--- DOCUMENT EXCERPT ---
WAXD patterns corresponding to P(3HB-co-4HB), organoclay, and their nanocomposites show that the organoclay presents a diffraction peak around 2θ=4.6^°, while no diffraction peak is presented in neat P(3HB-co-4HB): see Figure 1. For the nanocomposites with low organoclay loadings (≤3wt%), no diffraction peak is observed in the relevant region, suggesting that the structure may be highly exfoliated. The nanocomposite with 5wt% organoclay shows a weak diffraction peak at 2θ=4.6^°, indicating that some organoclays are exfoliated, but some unexfoliated organoclay agglomerates remain in the polymer matrix. A representative TEM image of P(3HB-co-4HB) nanocomposite with 3wt% organoclay further confirms the exfoliation structure of layered organoclay in the polymer matrix: see Figure 2.

We used DSC to evaluate the thermal behavior of P(3HB-co-4HB) nanocomposites melt-quenched from the glassy state: see Figure 3. Pure P(3HB-co-4HB) exhibits a cold crystallization peak at around 60^°C, and it shifts to significantly lower temperatures with increasing organoclay content, suggesting that organoclay fillers accelerate the cold crystallization process of the P(3HB-co-4HB) matrix.

We used TGA to assess the thermal stability of P(3HB-co-4HB) and its nanocomposites: see Figure 4. The 50% weight loss of pure P(3HB-co-4HB) takes place at 279^°C, while for nanocomposites with 1, 3, and 5wt% organoclay, it shifts to 296, 282, and 323^°C, respectively. The drop from 296 to 282^°C can be attributed to the interplay of layered organoclay and organomodifier on the polymer matrix. We believe the silicate layers of organoclay act as a barrier to oxygen, which increases the thermal stability of the polymer matrix, while the organomodifiers can accelerate thermal degradation of polymer. This indicates that, in general, the layered structure of organoclay improves the thermal stability of the polymer matrix.

--- TASK REQUIREMENTS ---
- A) In the passage on P(3HB-co-4HB) nanocomposites, copy the part starting at "WAXD patterns corresponding" and ending at "matrix: see Figure 2.", but switch "WAXD" to "XRD".
- B) According to the passage on P(3HB-co-4HB) nanocomposites, at what temperature does pure P(3HB-co-4HB) reach 50% weight loss?
This material comes from a different source than the passage.

[Point localization data]
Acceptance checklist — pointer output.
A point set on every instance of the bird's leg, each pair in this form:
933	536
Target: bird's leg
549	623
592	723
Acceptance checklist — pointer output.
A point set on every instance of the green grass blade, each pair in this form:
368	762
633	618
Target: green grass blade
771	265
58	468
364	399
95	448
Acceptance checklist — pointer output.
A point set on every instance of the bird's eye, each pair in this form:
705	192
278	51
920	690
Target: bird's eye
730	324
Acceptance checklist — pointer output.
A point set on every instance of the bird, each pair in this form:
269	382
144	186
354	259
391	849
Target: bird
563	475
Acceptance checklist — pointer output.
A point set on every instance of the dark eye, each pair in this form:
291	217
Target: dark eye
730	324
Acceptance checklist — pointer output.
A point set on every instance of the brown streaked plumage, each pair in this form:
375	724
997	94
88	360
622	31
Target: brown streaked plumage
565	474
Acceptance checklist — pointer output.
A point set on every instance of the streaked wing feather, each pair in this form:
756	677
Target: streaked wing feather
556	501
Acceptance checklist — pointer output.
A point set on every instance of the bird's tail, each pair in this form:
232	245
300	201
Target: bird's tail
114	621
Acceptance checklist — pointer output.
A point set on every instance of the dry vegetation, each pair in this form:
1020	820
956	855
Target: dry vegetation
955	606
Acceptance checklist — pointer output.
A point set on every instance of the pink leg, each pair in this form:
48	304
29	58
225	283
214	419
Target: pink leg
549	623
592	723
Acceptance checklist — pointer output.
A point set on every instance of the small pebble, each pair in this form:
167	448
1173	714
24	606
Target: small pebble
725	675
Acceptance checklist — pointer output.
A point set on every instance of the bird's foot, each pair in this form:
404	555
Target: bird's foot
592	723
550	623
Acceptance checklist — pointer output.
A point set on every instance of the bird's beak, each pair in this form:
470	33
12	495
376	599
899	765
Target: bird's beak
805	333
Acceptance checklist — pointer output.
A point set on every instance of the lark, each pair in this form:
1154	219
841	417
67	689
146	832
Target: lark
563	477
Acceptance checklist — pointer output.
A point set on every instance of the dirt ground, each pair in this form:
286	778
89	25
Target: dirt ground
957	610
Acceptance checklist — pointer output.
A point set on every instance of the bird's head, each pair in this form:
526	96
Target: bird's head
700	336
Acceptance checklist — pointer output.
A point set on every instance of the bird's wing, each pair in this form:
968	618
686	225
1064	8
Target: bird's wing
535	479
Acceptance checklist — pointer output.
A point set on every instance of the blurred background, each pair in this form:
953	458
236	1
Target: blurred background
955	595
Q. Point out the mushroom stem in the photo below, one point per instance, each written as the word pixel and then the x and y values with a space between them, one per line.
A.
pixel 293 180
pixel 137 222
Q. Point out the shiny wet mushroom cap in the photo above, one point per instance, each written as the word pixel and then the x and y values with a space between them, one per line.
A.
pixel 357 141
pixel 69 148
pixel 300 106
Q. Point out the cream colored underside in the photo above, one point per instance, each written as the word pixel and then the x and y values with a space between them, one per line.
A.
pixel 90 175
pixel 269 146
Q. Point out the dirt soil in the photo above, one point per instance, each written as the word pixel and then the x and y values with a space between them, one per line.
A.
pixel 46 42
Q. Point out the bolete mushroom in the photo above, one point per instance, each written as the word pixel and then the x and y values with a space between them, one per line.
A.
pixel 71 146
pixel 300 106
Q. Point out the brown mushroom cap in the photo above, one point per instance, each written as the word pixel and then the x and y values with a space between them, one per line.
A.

--- ANSWERS TO THE TASKS ---
- A)
XRD patterns corresponding to P(3HB-co-4HB), organoclay, and their nanocomposites show that the organoclay presents a diffraction peak around 2θ=4.6^°, while no diffraction peak is presented in neat P(3HB-co-4HB): see Figure 1. For the nanocomposites with low organoclay loadings (≤3wt%), no diffraction peak is observed in the relevant region, suggesting that the structure may be highly exfoliated. The nanocomposite with 5wt% organoclay shows a weak diffraction peak at 2θ=4.6^°, indicating that some organoclays are exfoliated, but some unexfoliated organoclay agglomerates remain in the polymer matrix. A representative TEM image of P(3HB-co-4HB) nanocomposite with 3wt% organoclay further confirms the exfoliation structure of layered organoclay in the polymer matrix: see Figure 2.

- B) 279 °C